STORED ROWS:
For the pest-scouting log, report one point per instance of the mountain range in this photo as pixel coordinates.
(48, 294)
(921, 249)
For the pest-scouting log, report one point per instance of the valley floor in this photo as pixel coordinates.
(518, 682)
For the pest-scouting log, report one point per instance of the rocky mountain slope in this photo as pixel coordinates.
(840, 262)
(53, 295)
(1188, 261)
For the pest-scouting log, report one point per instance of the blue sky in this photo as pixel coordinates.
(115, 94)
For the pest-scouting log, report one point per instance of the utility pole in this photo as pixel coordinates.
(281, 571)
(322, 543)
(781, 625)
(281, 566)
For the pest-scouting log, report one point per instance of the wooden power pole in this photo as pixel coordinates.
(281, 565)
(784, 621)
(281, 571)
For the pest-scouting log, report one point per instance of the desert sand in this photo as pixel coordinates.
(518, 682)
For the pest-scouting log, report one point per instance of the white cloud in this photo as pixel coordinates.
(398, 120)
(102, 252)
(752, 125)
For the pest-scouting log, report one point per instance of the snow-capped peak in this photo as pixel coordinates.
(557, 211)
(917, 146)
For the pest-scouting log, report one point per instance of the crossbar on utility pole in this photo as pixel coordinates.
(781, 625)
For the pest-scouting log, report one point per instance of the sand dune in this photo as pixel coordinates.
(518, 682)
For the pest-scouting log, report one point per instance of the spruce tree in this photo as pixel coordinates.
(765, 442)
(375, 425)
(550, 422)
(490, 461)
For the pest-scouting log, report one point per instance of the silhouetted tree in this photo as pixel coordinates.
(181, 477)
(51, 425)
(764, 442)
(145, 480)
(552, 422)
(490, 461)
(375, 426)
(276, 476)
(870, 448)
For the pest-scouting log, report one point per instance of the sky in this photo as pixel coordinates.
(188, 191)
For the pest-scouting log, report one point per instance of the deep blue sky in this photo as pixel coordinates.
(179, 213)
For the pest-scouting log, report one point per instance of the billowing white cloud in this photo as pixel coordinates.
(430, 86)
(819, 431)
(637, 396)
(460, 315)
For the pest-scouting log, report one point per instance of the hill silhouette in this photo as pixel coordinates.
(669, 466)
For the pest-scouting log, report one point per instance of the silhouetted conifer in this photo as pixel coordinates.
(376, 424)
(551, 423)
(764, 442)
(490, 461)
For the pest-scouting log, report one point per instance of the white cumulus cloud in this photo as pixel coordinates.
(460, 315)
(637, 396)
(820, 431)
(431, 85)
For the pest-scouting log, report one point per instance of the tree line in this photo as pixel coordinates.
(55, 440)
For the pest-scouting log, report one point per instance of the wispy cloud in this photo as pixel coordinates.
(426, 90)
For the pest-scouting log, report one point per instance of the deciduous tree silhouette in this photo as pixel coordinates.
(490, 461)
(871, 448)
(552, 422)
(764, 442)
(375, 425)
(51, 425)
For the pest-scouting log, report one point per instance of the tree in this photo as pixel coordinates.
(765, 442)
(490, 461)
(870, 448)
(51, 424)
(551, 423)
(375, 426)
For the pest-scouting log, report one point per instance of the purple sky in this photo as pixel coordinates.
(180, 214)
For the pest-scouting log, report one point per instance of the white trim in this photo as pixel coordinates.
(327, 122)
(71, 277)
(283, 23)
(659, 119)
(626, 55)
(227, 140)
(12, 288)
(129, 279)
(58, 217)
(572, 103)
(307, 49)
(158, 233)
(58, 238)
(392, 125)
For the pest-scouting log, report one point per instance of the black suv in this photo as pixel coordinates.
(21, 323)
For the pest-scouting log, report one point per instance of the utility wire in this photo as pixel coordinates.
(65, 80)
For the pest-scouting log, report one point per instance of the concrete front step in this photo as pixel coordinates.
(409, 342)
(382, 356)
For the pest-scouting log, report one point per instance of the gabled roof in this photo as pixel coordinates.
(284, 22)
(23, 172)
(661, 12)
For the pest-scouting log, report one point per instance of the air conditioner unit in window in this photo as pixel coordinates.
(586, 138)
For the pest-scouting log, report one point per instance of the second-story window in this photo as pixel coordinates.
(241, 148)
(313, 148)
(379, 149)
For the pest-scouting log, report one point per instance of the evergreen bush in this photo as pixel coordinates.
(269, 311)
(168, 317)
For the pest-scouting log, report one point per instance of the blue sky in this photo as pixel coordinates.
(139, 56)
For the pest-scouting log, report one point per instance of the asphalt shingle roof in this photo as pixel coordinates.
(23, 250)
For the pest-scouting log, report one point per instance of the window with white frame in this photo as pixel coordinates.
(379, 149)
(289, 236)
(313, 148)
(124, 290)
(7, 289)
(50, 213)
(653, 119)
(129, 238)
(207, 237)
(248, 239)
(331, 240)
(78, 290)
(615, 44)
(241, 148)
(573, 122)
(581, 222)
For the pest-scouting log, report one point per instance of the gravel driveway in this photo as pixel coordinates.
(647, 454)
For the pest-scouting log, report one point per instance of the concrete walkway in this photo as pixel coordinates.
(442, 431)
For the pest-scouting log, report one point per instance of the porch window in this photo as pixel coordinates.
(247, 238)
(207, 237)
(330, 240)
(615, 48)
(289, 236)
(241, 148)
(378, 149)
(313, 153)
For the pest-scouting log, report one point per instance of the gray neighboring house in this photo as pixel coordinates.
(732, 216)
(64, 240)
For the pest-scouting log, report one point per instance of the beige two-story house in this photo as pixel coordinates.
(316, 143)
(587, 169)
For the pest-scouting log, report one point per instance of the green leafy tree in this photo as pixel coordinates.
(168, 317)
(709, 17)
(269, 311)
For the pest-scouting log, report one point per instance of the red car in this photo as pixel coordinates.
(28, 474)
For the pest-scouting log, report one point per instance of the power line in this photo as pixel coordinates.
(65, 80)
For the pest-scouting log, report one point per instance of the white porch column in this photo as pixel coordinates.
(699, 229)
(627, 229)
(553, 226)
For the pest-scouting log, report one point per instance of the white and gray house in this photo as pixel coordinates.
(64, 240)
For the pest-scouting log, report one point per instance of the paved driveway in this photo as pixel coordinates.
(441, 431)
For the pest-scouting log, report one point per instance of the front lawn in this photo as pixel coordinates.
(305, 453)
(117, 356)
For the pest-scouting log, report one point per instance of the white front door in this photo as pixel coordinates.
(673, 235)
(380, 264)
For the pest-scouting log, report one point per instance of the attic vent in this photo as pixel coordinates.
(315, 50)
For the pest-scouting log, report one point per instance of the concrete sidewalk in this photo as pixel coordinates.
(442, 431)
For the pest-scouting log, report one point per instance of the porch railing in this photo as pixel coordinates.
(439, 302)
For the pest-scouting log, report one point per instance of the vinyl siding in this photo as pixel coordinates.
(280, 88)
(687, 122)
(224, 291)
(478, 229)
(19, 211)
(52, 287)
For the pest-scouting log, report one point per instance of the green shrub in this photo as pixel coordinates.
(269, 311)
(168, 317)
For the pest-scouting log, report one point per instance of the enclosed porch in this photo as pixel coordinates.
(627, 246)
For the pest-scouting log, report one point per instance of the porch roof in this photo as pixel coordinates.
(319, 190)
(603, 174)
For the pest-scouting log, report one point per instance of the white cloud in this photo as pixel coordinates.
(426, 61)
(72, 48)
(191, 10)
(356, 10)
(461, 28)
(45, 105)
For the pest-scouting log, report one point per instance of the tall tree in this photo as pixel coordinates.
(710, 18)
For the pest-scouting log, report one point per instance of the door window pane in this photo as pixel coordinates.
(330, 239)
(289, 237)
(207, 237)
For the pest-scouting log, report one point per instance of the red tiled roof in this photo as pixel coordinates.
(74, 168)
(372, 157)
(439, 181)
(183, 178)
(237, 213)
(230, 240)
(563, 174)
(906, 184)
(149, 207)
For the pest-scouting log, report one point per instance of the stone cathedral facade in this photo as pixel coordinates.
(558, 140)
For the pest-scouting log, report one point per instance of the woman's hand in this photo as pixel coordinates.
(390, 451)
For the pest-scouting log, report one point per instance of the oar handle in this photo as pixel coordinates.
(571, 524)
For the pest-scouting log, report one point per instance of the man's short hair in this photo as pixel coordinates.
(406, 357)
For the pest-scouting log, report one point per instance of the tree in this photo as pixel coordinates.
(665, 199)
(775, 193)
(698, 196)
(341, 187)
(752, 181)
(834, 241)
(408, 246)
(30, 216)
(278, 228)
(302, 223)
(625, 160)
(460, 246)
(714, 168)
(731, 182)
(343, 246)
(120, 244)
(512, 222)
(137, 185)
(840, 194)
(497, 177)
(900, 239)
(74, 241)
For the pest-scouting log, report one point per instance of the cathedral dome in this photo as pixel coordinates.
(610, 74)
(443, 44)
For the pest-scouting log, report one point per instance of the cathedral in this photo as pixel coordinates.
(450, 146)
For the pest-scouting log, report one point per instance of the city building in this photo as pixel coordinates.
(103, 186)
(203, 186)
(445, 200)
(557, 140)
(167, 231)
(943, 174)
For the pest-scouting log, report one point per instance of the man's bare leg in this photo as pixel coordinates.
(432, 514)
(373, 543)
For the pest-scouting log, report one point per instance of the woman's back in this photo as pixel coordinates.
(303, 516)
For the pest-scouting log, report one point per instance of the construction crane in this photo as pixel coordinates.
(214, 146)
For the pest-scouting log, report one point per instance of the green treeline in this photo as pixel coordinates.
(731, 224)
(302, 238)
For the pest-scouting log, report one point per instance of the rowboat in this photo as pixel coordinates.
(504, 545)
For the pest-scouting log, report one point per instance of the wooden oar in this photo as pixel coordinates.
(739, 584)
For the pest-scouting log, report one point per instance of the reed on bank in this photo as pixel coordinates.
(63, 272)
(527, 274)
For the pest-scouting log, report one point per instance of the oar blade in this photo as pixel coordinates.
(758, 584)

JOB: From the line containing "leg in this photo as pixel coordinates." down to the final line of the data, write out every line exactly; both the first and last of these belong in your answer, and nothing else does.

REPLY:
For the pest-scouting log, report one point per instance of the man's bare leg in this photo as pixel coordinates.
(432, 514)
(373, 543)
For the pest-scouting log, report one point per instance of the woman's back in this photo as pixel coordinates.
(303, 516)
For the pest-scouting log, report one point per instance of the construction crane in this photo as pixel coordinates.
(214, 146)
For the pest-scouting log, report one point per instance of the green treeline in this photo as pixel coordinates.
(731, 224)
(302, 238)
For the pest-scouting log, report one point per instance of the rowboat in this photo as pixel coordinates.
(504, 545)
For the pest-scouting log, report one point per instance of the wooden oar in this photo as pixel coordinates.
(739, 584)
For the pest-scouting log, report one point per instance of the reed on bank in this photo as pixel coordinates.
(63, 272)
(527, 274)
For the pest-scouting log, report one point per instance of the oar blade in this photo as pixel coordinates.
(758, 584)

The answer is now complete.